EBNF Parser example
This example implements an EBNF parser equivalent to the built-in parser. The proximate result is an Abstract S-Expression composed of sub-rules which can be directly executed by the parser. Effectively, this is a re-implementation of EBNF::Parser itself.
Parsing the Grammar
require 'ebnf'
ebnf = EBNFPegParser.new(File.open("../../etc/ebnf.ebnf"))
Output rules and terminals as S-Expressions, Turtle or EBNF
puts ebnf.to_sxp
This generates a S-Expression form of the grammar suitable for use by EBNF.
(
(pass _pass (seq PASS))
(rule ebnf "1" (star (alt declaration rule)))
(rule declaration "2" (alt "@terminals" pass))
(rule rule "3" (seq LHS expression))

[Dataset items]
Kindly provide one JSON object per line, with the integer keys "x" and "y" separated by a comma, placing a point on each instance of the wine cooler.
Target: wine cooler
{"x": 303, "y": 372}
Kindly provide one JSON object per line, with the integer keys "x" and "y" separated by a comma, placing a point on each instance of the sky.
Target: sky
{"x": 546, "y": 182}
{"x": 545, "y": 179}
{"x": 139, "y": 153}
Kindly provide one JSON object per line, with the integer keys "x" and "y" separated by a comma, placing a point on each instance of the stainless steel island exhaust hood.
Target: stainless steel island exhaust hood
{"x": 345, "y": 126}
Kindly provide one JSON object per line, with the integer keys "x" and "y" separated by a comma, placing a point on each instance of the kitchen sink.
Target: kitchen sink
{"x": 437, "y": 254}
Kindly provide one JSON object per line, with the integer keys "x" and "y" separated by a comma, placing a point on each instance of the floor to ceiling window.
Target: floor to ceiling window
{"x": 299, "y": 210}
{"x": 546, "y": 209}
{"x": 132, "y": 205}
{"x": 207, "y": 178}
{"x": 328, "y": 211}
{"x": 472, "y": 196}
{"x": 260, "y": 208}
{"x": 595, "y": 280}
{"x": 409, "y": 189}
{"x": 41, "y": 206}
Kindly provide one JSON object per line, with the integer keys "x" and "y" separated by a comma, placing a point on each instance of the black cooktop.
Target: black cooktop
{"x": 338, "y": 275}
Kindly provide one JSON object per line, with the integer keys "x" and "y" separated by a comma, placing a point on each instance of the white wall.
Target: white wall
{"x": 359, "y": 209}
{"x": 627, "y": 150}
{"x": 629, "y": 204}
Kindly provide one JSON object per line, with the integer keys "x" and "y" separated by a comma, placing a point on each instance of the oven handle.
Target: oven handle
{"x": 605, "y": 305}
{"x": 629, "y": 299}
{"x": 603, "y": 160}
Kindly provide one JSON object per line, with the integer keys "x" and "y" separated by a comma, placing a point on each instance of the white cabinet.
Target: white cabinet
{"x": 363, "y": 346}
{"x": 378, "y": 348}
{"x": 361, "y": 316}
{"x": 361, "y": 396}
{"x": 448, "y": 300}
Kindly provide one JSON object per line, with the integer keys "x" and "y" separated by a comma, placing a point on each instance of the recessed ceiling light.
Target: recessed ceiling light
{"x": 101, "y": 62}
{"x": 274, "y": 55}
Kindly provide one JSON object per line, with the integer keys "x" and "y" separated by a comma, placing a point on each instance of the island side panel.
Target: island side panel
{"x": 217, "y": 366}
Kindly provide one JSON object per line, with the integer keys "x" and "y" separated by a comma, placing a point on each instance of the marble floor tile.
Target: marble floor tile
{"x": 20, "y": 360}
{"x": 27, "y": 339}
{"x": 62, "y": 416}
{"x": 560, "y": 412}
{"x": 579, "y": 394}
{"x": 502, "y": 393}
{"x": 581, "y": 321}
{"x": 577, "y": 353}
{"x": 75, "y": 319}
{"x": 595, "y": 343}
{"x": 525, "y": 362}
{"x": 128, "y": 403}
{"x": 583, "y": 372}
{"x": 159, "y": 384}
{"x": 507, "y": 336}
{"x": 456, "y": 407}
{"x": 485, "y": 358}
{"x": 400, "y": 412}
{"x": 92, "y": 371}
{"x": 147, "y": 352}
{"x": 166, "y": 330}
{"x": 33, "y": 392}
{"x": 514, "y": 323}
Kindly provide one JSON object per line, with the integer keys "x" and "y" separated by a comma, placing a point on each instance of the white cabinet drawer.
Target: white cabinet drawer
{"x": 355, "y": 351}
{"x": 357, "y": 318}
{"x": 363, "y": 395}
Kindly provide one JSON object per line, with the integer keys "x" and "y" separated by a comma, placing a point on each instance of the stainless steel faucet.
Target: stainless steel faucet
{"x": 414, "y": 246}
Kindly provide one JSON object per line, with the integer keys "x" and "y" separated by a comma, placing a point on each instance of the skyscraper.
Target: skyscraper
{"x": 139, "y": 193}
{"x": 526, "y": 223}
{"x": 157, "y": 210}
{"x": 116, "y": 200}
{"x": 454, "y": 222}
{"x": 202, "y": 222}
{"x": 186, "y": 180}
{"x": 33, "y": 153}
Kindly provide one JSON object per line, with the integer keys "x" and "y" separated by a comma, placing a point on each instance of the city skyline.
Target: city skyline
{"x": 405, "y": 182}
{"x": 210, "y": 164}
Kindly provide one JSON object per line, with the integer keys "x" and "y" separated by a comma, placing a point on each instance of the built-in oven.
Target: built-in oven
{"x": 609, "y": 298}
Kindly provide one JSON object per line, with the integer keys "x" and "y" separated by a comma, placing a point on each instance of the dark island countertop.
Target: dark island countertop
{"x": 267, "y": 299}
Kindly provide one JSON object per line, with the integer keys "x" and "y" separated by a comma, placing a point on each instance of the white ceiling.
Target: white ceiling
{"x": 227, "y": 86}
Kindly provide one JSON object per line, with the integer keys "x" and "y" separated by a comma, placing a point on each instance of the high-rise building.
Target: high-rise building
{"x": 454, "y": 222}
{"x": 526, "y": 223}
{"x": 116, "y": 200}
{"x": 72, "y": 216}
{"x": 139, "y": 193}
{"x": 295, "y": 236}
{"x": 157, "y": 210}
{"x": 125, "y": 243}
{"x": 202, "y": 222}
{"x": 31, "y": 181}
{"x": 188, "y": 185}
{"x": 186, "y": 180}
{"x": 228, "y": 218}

● **Work to do**
**1.** Print everything in the EBNF parser example from "Output rules and" down to "(seq LHS expression))", unchanged.
**2.** Proceed with the EBNF parser example, picking up after its final line.

● **Replies**
**1.**
Output rules and terminals as S-Expressions, Turtle or EBNF
puts ebnf.to_sxp
This generates a S-Expression form of the grammar suitable for use by EBNF.
(
(pass _pass (seq PASS))
(rule ebnf "1" (star (alt declaration rule)))
(rule declaration "2" (alt "@terminals" pass))
(rule rule "3" (seq LHS expression))

**2.**
(rule expression "4" (seq alt))
(rule alt "5" (seq seq (star (seq "|" seq))))
(rule seq "6" (plus diff))
(rule diff "7" (seq postfix (opt (seq "-" postfix))))
(rule postfix "8" (seq primary (opt POSTFIX)))
(rule primary "9"
(alt HEX SYMBOL ENUM O_ENUM RANGE O_RANGE STRING1 STRING2 (seq "(" expression ")")))
(rule pass "10" (seq "@pass" expression))
(terminal LHS "11" (seq (opt (seq "[" SYMBOL "]" (plus " "))) SYMBOL (star " ") "::="))
(terminal SYMBOL "12" (plus (alt (range "a-z") (range "A-Z") (range "0-9") "_" ".")))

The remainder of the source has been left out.